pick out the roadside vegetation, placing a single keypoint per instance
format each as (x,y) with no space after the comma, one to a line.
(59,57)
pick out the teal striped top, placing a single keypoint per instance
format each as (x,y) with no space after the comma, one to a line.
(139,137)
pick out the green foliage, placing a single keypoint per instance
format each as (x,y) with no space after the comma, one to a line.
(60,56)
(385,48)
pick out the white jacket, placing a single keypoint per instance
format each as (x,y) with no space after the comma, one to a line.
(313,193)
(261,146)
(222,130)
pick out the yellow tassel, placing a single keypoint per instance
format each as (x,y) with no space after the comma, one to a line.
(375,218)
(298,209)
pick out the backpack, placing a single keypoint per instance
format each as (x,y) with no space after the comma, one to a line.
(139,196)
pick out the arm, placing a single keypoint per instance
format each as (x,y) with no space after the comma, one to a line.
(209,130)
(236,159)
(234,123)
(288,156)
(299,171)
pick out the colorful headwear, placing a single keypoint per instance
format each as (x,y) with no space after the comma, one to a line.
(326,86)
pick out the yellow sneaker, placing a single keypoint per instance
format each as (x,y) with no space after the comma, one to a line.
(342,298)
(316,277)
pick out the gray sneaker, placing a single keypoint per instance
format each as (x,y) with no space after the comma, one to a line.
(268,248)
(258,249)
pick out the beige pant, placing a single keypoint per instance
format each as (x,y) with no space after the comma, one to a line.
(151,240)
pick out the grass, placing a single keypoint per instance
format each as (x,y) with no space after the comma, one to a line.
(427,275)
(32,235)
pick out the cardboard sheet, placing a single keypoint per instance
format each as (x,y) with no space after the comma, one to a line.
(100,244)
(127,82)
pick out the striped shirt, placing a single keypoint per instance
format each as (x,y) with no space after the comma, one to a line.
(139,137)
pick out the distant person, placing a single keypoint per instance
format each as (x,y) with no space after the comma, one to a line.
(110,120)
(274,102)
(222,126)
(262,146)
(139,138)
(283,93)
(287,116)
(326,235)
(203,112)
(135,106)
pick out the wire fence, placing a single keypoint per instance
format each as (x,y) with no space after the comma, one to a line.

◆ WORK INSTRUCTIONS
Copy all the entries verbatim.

◆ RESULT
pick out the roadside vegetation, placing a single keypoint per instance
format each as (x,y) with no space after the comma, one to a line.
(59,57)
pick out the teal striped top, placing a single keypoint per instance
format each as (x,y) with no space after the comma, one to a line.
(139,137)
pick out the green foliage, placing a single keypoint per instance
format each as (x,y) with no space after the comma, one to a line.
(60,56)
(385,48)
pick out the white jacket, placing a single keypoint per instance
format each as (x,y) with no space after the comma, one to a line.
(313,193)
(261,146)
(222,130)
pick out the yellow tassel, placing a single keypoint per instance
format each as (x,y) with no space after the comma, one to a line.
(375,218)
(298,209)
pick out the backpack, placing a single keypoint per instance
format each as (x,y) with no space after the comma, one to a line.
(139,196)
pick out the arm, placing a single keypoint per instance
format each as (x,y) with no space after the comma, one to a line.
(209,130)
(236,159)
(234,123)
(288,156)
(299,171)
pick out the colorful headwear, placing a single keypoint per instance
format each as (x,y) with no space after the comma, one to a line.
(326,86)
pick out the yellow sneaker, placing a single keypoint per instance
format each as (x,y) with no space after the comma, one to a line.
(342,298)
(316,277)
pick out the gray sneaker, placing a single keypoint per instance
format each as (x,y) with no space after the comma, one to a line.
(268,248)
(258,249)
pick out the beige pant, placing a single keypoint per instance
format each as (x,y) with no space after the comma, one to a line.
(151,240)
pick out the grass, placing a single keypoint per instance
format each as (x,y) with no space after the comma, one to a line.
(427,275)
(32,235)
pick out the cardboard sheet, placing a single keypoint per instance
format each as (x,y) with no space after the comma, one to a line.
(100,244)
(127,82)
pick out the striped shirt, placing a single keypoint per instance
format each as (x,y) with no space after the comma, one to a line.
(139,137)
pick out the distant person, placing a single keypoint per instance
format each as (x,y) with no space after the comma, one to a line.
(110,120)
(274,102)
(222,126)
(262,146)
(139,138)
(283,93)
(287,116)
(326,235)
(203,112)
(135,106)
pick out the wire fence, placing a single keypoint per instance
format each as (x,y) with no space after the comma, one to a line.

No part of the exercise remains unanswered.